Give the records again in full, exactly as they appear, but without the pictures.
START PROVIDED MATERIAL
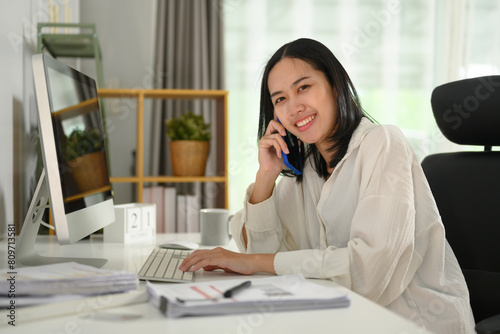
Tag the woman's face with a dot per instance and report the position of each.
(303, 100)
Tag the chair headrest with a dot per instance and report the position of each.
(468, 111)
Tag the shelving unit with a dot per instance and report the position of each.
(221, 98)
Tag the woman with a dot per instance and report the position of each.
(362, 213)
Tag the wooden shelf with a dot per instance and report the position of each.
(221, 98)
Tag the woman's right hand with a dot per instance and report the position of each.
(271, 146)
(271, 162)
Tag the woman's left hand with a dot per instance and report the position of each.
(220, 258)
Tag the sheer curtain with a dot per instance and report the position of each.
(396, 52)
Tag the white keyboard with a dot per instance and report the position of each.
(162, 265)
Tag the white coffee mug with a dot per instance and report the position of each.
(214, 227)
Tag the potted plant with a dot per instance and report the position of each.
(190, 144)
(84, 154)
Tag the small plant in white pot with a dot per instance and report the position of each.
(190, 144)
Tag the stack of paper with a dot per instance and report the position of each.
(40, 284)
(277, 293)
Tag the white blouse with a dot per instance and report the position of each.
(372, 227)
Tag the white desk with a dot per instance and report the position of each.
(363, 316)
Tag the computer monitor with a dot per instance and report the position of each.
(75, 180)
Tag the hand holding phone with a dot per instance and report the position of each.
(292, 160)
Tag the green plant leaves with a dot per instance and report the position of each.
(83, 142)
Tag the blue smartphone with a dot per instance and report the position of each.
(292, 160)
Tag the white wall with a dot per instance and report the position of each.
(18, 124)
(126, 31)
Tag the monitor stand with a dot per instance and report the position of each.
(25, 250)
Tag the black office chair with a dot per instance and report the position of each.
(466, 186)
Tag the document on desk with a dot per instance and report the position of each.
(39, 284)
(269, 294)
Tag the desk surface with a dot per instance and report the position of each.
(363, 316)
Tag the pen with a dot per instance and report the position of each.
(230, 292)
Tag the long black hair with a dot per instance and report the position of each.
(349, 111)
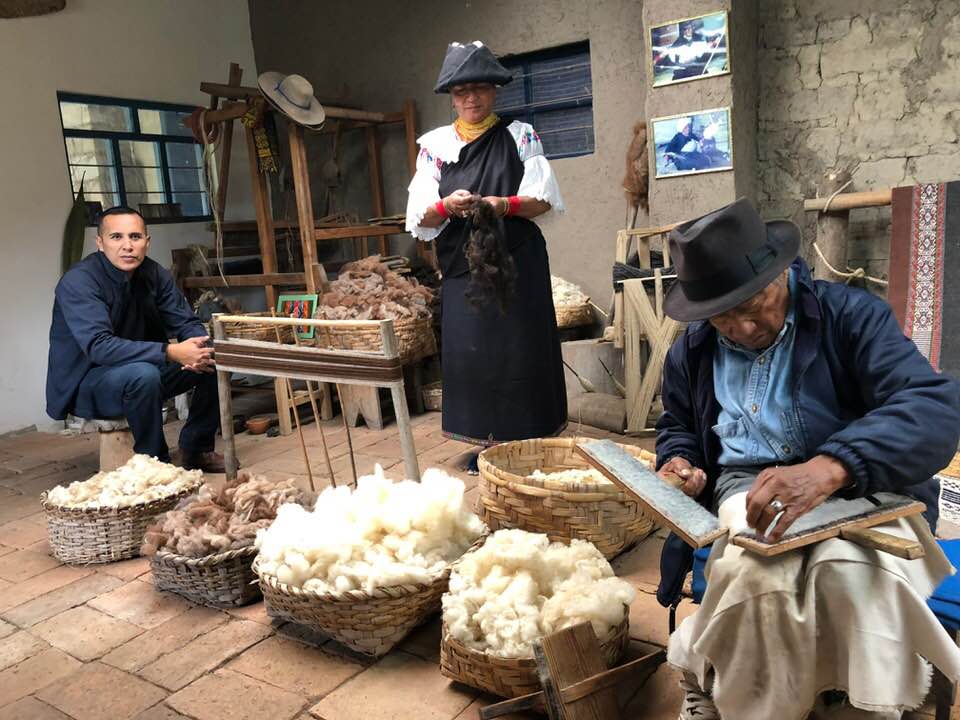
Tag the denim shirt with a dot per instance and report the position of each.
(758, 422)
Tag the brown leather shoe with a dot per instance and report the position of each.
(209, 462)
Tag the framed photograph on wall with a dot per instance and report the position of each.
(695, 142)
(689, 49)
(298, 306)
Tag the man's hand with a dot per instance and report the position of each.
(193, 354)
(694, 479)
(799, 487)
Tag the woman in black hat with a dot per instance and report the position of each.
(502, 369)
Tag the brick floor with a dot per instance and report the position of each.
(102, 642)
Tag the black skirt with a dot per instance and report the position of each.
(503, 373)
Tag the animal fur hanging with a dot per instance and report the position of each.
(636, 182)
(493, 272)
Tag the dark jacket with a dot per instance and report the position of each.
(91, 316)
(865, 394)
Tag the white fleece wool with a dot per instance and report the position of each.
(381, 534)
(519, 587)
(142, 479)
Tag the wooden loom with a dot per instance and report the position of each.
(368, 369)
(850, 519)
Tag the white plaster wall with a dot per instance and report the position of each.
(148, 49)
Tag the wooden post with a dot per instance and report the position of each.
(226, 409)
(261, 203)
(832, 228)
(376, 181)
(301, 184)
(398, 395)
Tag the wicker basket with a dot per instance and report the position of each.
(600, 513)
(370, 623)
(221, 580)
(415, 338)
(574, 315)
(244, 331)
(513, 677)
(82, 536)
(433, 396)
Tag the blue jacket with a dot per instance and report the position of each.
(91, 302)
(865, 394)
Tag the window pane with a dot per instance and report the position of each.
(95, 179)
(162, 122)
(142, 179)
(192, 204)
(139, 153)
(88, 116)
(565, 131)
(184, 154)
(186, 179)
(89, 151)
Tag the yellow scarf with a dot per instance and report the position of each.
(468, 132)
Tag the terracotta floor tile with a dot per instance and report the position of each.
(21, 534)
(63, 598)
(98, 691)
(30, 708)
(85, 633)
(38, 585)
(165, 638)
(398, 681)
(31, 675)
(18, 647)
(294, 667)
(21, 565)
(141, 603)
(232, 695)
(200, 656)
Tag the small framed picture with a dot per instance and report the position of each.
(298, 306)
(689, 49)
(690, 143)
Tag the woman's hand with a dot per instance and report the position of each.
(799, 488)
(458, 202)
(694, 479)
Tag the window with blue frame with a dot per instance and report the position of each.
(553, 91)
(134, 153)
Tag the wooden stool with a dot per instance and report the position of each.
(116, 443)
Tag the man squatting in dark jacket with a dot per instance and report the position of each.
(110, 356)
(782, 392)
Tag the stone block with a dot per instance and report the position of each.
(294, 667)
(85, 633)
(98, 691)
(232, 695)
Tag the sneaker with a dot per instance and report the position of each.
(208, 462)
(697, 705)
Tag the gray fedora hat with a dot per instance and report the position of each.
(725, 258)
(293, 96)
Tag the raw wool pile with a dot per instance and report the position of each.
(382, 534)
(225, 517)
(519, 587)
(566, 294)
(141, 480)
(368, 290)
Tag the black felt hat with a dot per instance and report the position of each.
(469, 63)
(725, 258)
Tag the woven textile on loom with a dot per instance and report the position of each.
(924, 285)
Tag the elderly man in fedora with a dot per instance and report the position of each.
(782, 392)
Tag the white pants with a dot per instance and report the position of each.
(776, 632)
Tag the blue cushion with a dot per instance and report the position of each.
(945, 601)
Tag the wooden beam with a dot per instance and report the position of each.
(301, 185)
(266, 280)
(851, 201)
END PROVIDED MATERIAL
SOLUTION:
Tag the woman's face with a dot per instance and report the position of each.
(303, 100)
Tag the chair headrest with a dot per instance and report the position of each.
(468, 111)
Tag the shelving unit with a dot per instance and report the position of each.
(221, 98)
Tag the woman with a dot per instance and report the position of each.
(362, 213)
Tag the wooden shelf with a dot per instance and report the position of each.
(221, 98)
Tag the woman's right hand with a dot per instance and report the position of each.
(271, 146)
(271, 162)
Tag the woman's left hand with a dot per instance and report the position of each.
(220, 258)
Tag the sheer curtain with a dot per instance and report the position of each.
(396, 52)
Tag the white keyboard with a dot per instance and report the position of each.
(162, 265)
Tag the white coffee mug with a dot per instance and report the position of each.
(214, 227)
Tag the potted plant with a dot per instance and report the position of each.
(190, 144)
(84, 154)
Tag the small plant in white pot with a dot per instance and report the position of each.
(190, 144)
Tag the stack of paper with a dot per instance and report the position of each.
(40, 284)
(277, 293)
Tag the white blouse with a dot per instance and report the position of each.
(372, 227)
Tag the white desk with a dot per instance and report the position of each.
(363, 316)
Tag the computer monitor with a dot per instance and report the position of each.
(75, 180)
Tag the hand holding phone with a dot per instance and report the position of each.
(292, 160)
Tag the green plant leaves with a dot per instance and report the position of each.
(83, 142)
Tag the blue smartphone with a dot per instance and report the position of each.
(292, 160)
Tag the white wall with a dot per instance and report the position of each.
(18, 124)
(126, 31)
Tag the monitor stand with a dot per instance and report the position of each.
(25, 250)
Tag the black office chair with a dot per instance and report the position of each.
(466, 186)
Tag the document on desk with a dot per instance and report the position of each.
(39, 284)
(269, 294)
Tag the desk surface with a dot per instance and report the position of each.
(363, 316)
Tag the pen with a dot per instance and report the position of each.
(230, 292)
Tag the long black hair with a dot per instance and report the position of each.
(349, 111)
Tag the denim shirt with a dot per instance and report the position of each.
(758, 422)
Tag the brown leather shoe with a dot per instance and report the position of each.
(209, 462)
Tag the framed photograph on wall with a dot per instance and report the position of each.
(695, 142)
(689, 49)
(298, 306)
Tag the man's hand with a dot per instance and report the position of each.
(193, 354)
(694, 479)
(799, 487)
Tag the woman in black hat with a dot per instance and report the position of each.
(502, 369)
Tag the brick floor with a dot per instance and report the position of each.
(102, 642)
Tag the black skirt with a dot per instance and report the position of each.
(503, 373)
Tag the animal fur hanging with a dot per instance and report the position of each.
(636, 182)
(493, 272)
Tag the dark jacket with a dot per instance and report the position of each.
(91, 316)
(865, 394)
Tag the white fleece wool with a dot per instance and report the position of each.
(381, 534)
(519, 587)
(142, 479)
Tag the wooden loom with a dot per instance and report the position of each.
(368, 369)
(850, 519)
Tag the white plaster wall with a dot per instance and report the position of each.
(148, 49)
Tag the wooden post with a dot per instance and report the position of each.
(226, 409)
(261, 203)
(832, 228)
(376, 181)
(301, 184)
(398, 395)
Tag the wicker basket with a dot per instance and report the position of each.
(600, 513)
(370, 623)
(221, 580)
(415, 338)
(574, 315)
(244, 331)
(513, 677)
(82, 536)
(433, 396)
Tag the blue jacket with a dot per instance and report the position of each.
(91, 302)
(865, 394)
Tag the window pane with a dot per instance and report the position of each.
(95, 179)
(162, 122)
(142, 179)
(192, 204)
(139, 153)
(88, 116)
(565, 131)
(184, 154)
(186, 179)
(89, 151)
Tag the yellow scarf with a dot per instance and report the position of each.
(468, 132)
Tag the terracotta floor tile with a dot per instance and report the position of each.
(21, 534)
(63, 598)
(98, 691)
(30, 708)
(85, 633)
(38, 585)
(165, 638)
(398, 681)
(31, 675)
(18, 647)
(294, 667)
(21, 565)
(141, 603)
(232, 695)
(200, 656)
Tag the small framed picture with a dot per instance and report the position of each.
(298, 306)
(689, 49)
(690, 143)
Tag the woman's hand with a dot per instance and report the position of each.
(799, 488)
(458, 202)
(694, 479)
Tag the window with blue frame with a dot per instance and report the position of each.
(553, 91)
(134, 153)
Tag the wooden stool with a dot per instance and report the position of each.
(116, 443)
Tag the man squatting in dark jacket with a dot per instance and report the position of each.
(110, 356)
(782, 392)
Tag the stone block with a dot per instance and report the position of each.
(294, 667)
(85, 633)
(98, 691)
(232, 695)
Tag the sneaker with a dot per instance and report the position of each.
(208, 462)
(697, 705)
Tag the gray fedora hat with a dot per instance and report the position of each.
(725, 258)
(293, 96)
Tag the raw wool pile with a dot per instance and report the position of each.
(382, 534)
(225, 517)
(519, 587)
(566, 294)
(141, 480)
(368, 290)
Tag the black felt hat with a dot per instance and report the position of each.
(469, 63)
(725, 258)
Tag the woven textile on loom with a dot per instance and report the position of each.
(924, 285)
Tag the elderly man in fedora with a dot per instance and report the position of each.
(782, 392)
Tag the white pants with a dot per instance and report the position of each.
(776, 632)
Tag the blue cushion with a dot per instance and report the position of each.
(945, 601)
Tag the wooden beam with a dot per instance and report the position of each.
(301, 185)
(266, 280)
(851, 201)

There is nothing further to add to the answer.